## Document text
The Federal Trade Commission today issued a complaint charging that Agrium, Inc.’s (Agrium) proposed $2.65 billion acquisition of UAP Holding Corporation (UAP) would be anticompetitive and in violation of federal antitrust laws. The FTC contends the deal would reduce competition in the market for the retail sale of bulk fertilizer and farm stores in several areas of the United States.

Under the terms of a consent order resolving the Commission’s charges, Agrium is required to sell five UAP farm stores in Michigan and two Agrium stores in Maryland and Virginia within 180 days of the acquisition.

“Agrium and UAP are direct competitors in the six overlapping markets defined by the Commission,” said Jeffrey Schmidt, Director of the FTC’s Bureau of Competition. “The consent order announced today will help preserve competition in the market for the sale of fertilizer in these regions after this deal is completed.”

On December 3, 2007, Agrium and UAP announced that their respective boards of directors had approved the sale of all outstanding shares of UAP stock to Agrium for approximately $2.65 billion. As a result of the merger, UAP would become a wholly owned subsidiary of Agrium. Both companies are major North American distributors of fertilizer and operators of retail farm stores. Agrium, based in Calgary, Alberta, is the largest retail farm store operator in the United States, with 433 locations in 31 states operating under the “Crop Production Services” and “Western Farm Service” brands. UAP, based in Colorado, is the second-largest farm store operator in the United States, operating 370 stores nationwide.

## Material supplied
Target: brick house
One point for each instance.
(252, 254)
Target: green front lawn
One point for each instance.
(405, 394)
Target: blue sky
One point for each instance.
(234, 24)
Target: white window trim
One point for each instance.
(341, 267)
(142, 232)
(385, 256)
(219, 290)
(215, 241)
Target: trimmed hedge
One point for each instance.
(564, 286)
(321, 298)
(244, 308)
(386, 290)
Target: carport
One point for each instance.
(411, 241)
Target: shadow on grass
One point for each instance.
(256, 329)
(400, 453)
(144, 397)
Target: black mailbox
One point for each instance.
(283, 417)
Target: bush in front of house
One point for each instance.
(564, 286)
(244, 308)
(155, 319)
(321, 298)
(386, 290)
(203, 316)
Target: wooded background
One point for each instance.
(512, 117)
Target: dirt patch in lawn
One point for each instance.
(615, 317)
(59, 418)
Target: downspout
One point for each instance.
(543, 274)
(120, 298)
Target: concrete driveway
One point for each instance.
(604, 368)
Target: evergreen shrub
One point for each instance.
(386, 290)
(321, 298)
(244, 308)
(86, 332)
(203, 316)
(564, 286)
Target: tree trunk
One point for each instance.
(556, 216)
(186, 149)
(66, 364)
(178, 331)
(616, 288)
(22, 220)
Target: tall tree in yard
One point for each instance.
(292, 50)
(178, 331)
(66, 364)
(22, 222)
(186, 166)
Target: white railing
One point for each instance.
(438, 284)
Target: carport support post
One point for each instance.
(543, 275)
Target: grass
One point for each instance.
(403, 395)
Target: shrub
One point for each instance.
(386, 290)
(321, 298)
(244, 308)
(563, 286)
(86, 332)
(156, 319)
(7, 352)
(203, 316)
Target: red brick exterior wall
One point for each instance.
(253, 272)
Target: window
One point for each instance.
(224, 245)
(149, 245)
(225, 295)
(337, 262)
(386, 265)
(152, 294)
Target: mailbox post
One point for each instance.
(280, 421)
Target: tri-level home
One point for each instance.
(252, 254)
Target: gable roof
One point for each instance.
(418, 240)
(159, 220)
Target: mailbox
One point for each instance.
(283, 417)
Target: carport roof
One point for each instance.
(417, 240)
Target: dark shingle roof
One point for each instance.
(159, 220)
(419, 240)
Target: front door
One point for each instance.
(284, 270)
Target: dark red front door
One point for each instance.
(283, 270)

==

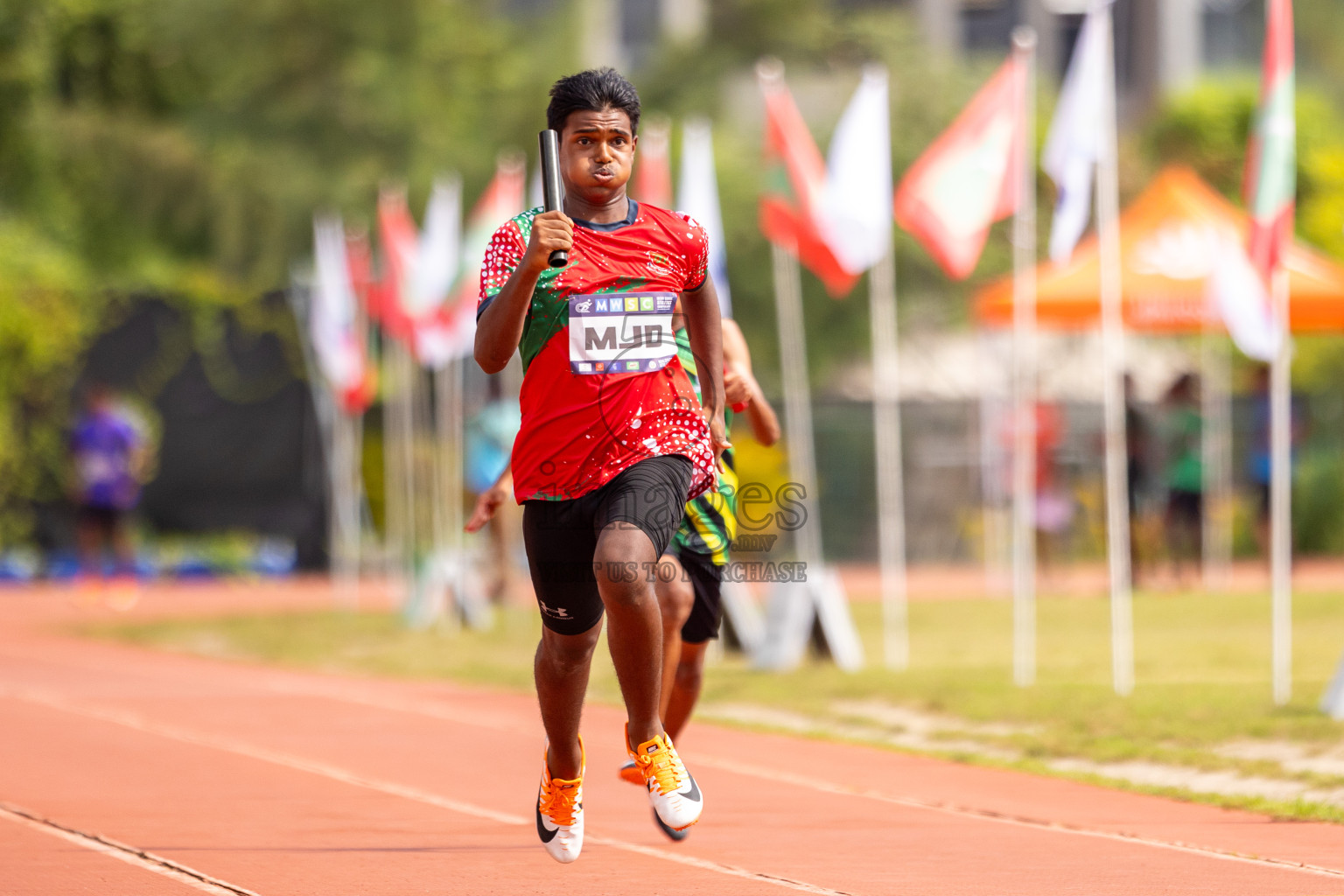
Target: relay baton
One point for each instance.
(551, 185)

...

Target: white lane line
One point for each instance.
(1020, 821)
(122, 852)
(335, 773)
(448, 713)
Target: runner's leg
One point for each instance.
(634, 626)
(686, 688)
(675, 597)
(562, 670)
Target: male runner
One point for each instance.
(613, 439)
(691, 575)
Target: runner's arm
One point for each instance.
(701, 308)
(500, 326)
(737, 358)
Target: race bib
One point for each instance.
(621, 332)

## Task to carry out
Using the FTC merger text above, answer these:
1. How many UAP farm stores in Michigan must Agrium sell under the consent order?
2. Who is the Director of the FTC's Bureau of Competition?
3. In which city is Agrium based?

## Solved exercise
1. Five
2. Jeffrey Schmidt
3. Calgary, Alberta